**DATA RECORDS**.
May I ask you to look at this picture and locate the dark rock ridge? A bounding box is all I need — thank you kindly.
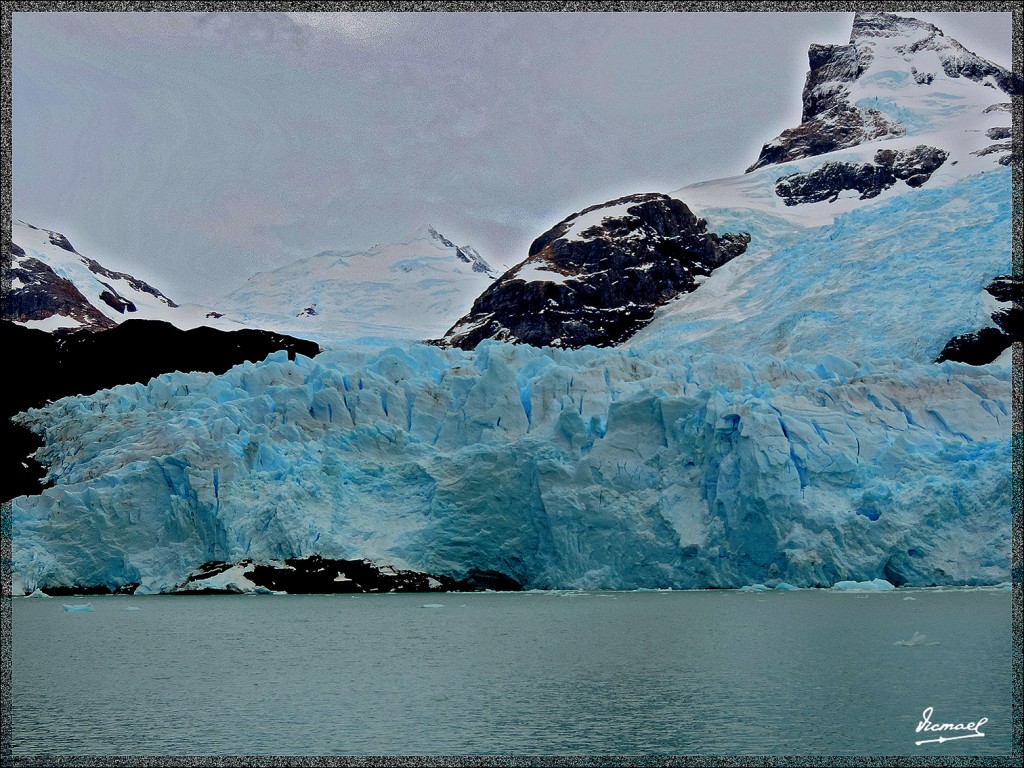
[775,144,949,206]
[438,193,751,349]
[174,555,522,595]
[0,319,319,501]
[746,13,1024,172]
[935,274,1024,366]
[6,224,177,331]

**BRIEF**. Render the entries above as a two-column CSV with the headers text and answer, one row per entry. Put each entry's text and its answer in separate quoted fields, replace line breaks with spaces, and omit the pictures.

**RESULT**.
text,answer
"May I ask you to look at this picture and locate the dark rock ridge? A bounding box is all I need — thank you kindly.","[775,144,949,206] [438,193,751,349] [174,555,522,595] [0,319,319,501] [746,13,1024,172] [935,274,1024,366] [6,224,177,331]"